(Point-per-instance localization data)
• • • •
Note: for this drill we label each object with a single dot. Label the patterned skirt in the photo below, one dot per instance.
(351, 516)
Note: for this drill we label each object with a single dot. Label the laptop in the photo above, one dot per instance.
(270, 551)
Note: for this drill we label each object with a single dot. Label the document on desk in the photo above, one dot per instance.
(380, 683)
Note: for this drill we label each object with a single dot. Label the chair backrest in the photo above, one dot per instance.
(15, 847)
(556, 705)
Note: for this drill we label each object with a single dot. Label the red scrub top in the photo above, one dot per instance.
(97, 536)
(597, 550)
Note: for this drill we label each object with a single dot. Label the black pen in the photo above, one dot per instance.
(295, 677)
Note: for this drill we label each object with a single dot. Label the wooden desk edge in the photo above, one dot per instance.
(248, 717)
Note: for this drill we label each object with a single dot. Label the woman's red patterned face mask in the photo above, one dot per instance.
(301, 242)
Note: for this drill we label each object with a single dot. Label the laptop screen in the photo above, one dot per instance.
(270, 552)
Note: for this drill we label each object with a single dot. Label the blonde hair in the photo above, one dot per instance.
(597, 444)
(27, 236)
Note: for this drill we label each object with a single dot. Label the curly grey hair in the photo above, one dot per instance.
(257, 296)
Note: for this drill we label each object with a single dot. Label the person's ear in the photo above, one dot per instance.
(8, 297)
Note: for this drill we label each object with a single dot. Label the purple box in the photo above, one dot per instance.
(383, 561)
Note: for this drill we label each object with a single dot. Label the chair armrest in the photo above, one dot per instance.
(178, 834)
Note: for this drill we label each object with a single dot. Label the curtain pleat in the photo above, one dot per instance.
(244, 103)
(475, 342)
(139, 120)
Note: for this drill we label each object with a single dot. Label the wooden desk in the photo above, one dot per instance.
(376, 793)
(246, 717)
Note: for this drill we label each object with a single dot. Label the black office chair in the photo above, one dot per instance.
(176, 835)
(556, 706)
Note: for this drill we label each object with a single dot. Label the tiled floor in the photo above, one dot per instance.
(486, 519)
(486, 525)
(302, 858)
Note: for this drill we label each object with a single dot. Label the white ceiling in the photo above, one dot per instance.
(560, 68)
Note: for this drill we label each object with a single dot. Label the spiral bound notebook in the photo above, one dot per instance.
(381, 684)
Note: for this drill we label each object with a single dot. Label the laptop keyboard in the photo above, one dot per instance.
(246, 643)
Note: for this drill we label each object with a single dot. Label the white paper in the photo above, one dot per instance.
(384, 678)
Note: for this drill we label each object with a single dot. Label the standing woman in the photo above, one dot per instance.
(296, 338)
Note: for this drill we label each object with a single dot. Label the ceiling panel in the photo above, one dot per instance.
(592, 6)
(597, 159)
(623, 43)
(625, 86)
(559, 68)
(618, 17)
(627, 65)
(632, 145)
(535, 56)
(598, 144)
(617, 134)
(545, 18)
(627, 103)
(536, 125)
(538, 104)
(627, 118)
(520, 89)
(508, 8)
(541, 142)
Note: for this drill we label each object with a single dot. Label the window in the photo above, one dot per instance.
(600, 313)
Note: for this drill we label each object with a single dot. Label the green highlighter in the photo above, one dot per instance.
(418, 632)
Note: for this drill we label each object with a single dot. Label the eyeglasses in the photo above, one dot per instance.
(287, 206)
• • • •
**Try it:** Repeat the records above exactly, with nothing left out.

**Output for this task:**
Note: for this drill we label each object with a single dot. Label the patterned skirt in the photo below, one dot per instance.
(351, 516)
Note: for this drill we label each object with a single dot. Label the laptop in the photo above, one dot per instance.
(270, 551)
Note: for this drill we label each object with a single dot. Label the document on desk in the photo above, one dot per instance.
(380, 683)
Note: for this drill we label each object with a single dot. Label the chair backrest in the photo above, one dot per instance.
(15, 847)
(556, 705)
Note: for this drill we label each object with a single dot. Label the red scrub top in the photo above, one dot per instance.
(97, 536)
(597, 550)
Note: for this drill we label each object with a single dot. Label the black pen in the photo above, one dot per instance.
(295, 677)
Note: for this drill we label each object with a single dot. Label the wooden desk edge in the photo above, one dot per instance.
(248, 717)
Note: for this drill we label each object with a single dot. Label the woman's red patterned face mask in the photo above, one dot per instance.
(301, 242)
Note: for this drill we label each object with a single dot. Label the laptop screen in the photo above, one dot per instance.
(270, 552)
Note: for this drill we label each object with a single dot. Label the blonde hair in the photo above, one dot per instance.
(597, 444)
(27, 236)
Note: for this drill we label each object with a single dot. Label the curly grey hair in the photo above, one dot per instance.
(257, 296)
Note: for this drill we label each object with a single dot. Label the person's ear in the photo above, one dot per instance.
(8, 297)
Note: for this drill we label each object with a single dot. Label the purple box in the photo above, one dot per instance.
(383, 561)
Note: for this drill we label each object with a single dot. Label the chair armrest in the photo above, one dot per instance.
(178, 834)
Note: for this drill we label each object with a single dot. Label the curtain pleat in the photo above, one dot per instance.
(244, 103)
(475, 342)
(139, 120)
Note: for this drill we label each object with a single dot. Label the wooden desk in the photo above, one dot per instance.
(376, 793)
(246, 717)
Note: for this drill we label each object with a single dot. Label the black office chair in the photo above, one dot per instance.
(176, 835)
(556, 706)
Note: for this drill we label each object with a single dot. Label the tiled floor in the photo above, one dot per instance.
(486, 519)
(486, 525)
(302, 858)
Note: for this drill we label each object with a single dot. Label the white ceiling in the photo above, one dot per instance.
(560, 68)
Note: for this drill we label each object with a single dot. Label the spiral bound notebook in the photo above, one dot per instance.
(381, 684)
Note: for this drill we label each object with a single dot. Label the laptop keyboard in the photo above, one dot per instance.
(246, 643)
Note: for this drill we label each object with a single dot. Label the white paper in the photo above, one dot per instance.
(384, 678)
Note: for this drill we label each object with a single dot. Label the standing woman in the photo above, one dot per instance.
(296, 338)
Note: for this drill we label each object with a single dot. Label the ceiling panel in the photo above, one dot per instance.
(592, 6)
(597, 159)
(623, 43)
(625, 86)
(559, 68)
(618, 17)
(627, 65)
(632, 145)
(535, 56)
(598, 144)
(617, 134)
(545, 18)
(627, 103)
(536, 125)
(538, 104)
(627, 118)
(520, 89)
(508, 8)
(541, 142)
Note: for this drill we label each object with a single dot. Label the window in the photo above, one dot per instance.
(600, 313)
Note: for this drill we label each object with a single dot. Label the green highlighter in the photo above, one dot per instance.
(418, 632)
Note: for this drill we label each object with a single dot. Label the eyeglasses in the photo above, one dot per instance.
(287, 206)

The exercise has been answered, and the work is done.